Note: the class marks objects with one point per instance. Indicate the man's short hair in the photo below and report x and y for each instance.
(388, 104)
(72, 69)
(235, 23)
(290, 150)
* * *
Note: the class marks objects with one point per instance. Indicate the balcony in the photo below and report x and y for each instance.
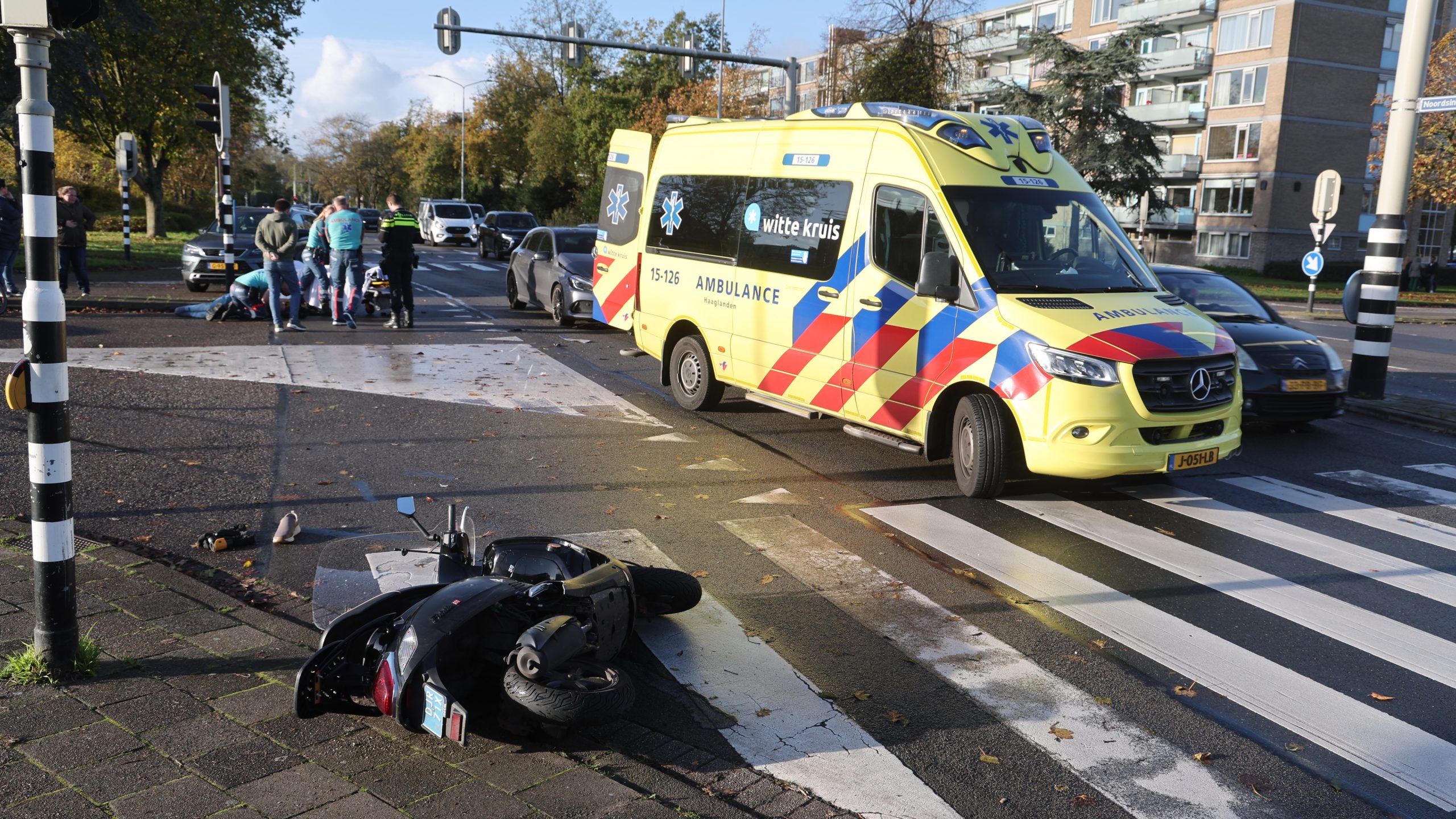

Exercise objective:
Count the lines of the material above that contain the string "Indicate", matching case exactly. Give only the number.

The response:
2